◆ **Schriftliche Aufgaben**:
a) Übertragen Sie aus dem Auszug über das Hemmnis den Satz „Durch Gegensatz entstehen notwendig Schwierigkeiten.“ ins Englische.
b) Legen Sie in ein bis drei Sätzen dar, weshalb das Zeichen Hemmnis laut dem Auszug über das Hemmnis in der Reihenfolge folgt.
c) Führen Sie sämtliche chinesischen Zeichennamen in Umschrift auf, die im Auszug über das Hemmnis vorkommen.

◆ **Auszug**:

####################

Schule des Rades

Richard Wilhelm

I Ging · Das Buch der Wandlungen

Drittes Buch: Die Kommentare — Zweite Abteilung

I D E O G R A M M

39. Giën - Das Hemmnis

Kernzeichen:Li und Kan
Der Herr des Zeichens ist die Neun auf fünftem Platz. Darum heißt es im Kommentar zur Entscheidung: Er geht hin und erlangt die Mitte. Was im Urteil als der große Mann bezeichnet ist, bezieht sich immer auf den fünften Platz.
Die Reihenfolge
Durch Gegensatz entstehen notwendig Schwierigkeiten. Darum folgt darauf das Zeichen: das Hemmnis. Hemmnis bedeutet Schwierigkeit.
Vermischte Zeichen
Hemmnis bedeutet Schwierigkeit.

####################

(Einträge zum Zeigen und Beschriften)
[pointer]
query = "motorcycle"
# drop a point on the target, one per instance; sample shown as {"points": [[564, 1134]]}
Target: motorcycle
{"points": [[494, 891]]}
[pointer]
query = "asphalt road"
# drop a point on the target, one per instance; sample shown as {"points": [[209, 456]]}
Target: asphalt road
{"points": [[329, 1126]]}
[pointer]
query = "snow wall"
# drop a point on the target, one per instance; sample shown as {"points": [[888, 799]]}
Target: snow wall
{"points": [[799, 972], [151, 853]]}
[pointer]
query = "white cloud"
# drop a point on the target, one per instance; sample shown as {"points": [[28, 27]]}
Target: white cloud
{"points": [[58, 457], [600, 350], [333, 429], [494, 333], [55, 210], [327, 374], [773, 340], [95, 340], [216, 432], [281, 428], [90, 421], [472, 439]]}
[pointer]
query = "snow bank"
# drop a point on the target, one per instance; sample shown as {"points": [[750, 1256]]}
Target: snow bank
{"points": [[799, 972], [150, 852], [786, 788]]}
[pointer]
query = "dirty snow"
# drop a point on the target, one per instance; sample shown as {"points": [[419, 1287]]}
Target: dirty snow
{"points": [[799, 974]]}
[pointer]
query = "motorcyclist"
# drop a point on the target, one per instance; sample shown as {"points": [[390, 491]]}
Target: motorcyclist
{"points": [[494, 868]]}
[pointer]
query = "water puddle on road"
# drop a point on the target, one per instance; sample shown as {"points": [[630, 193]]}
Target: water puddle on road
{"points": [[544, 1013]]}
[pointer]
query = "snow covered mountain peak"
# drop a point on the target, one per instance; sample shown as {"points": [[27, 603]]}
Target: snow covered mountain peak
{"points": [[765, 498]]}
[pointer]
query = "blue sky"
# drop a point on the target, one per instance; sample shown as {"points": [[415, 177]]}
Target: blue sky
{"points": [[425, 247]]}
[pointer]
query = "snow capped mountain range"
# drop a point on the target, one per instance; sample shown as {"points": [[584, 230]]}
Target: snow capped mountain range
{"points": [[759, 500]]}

####################

◆ **Antworten**:
a) Difficulties necessarily arise through opposition.

b) Durch Gegensatz entstehen notwendig Schwierigkeiten. Da Hemmnis Schwierigkeit bedeutet, folgt darauf das Zeichen Hemmnis.

c) Giën, Li, Kan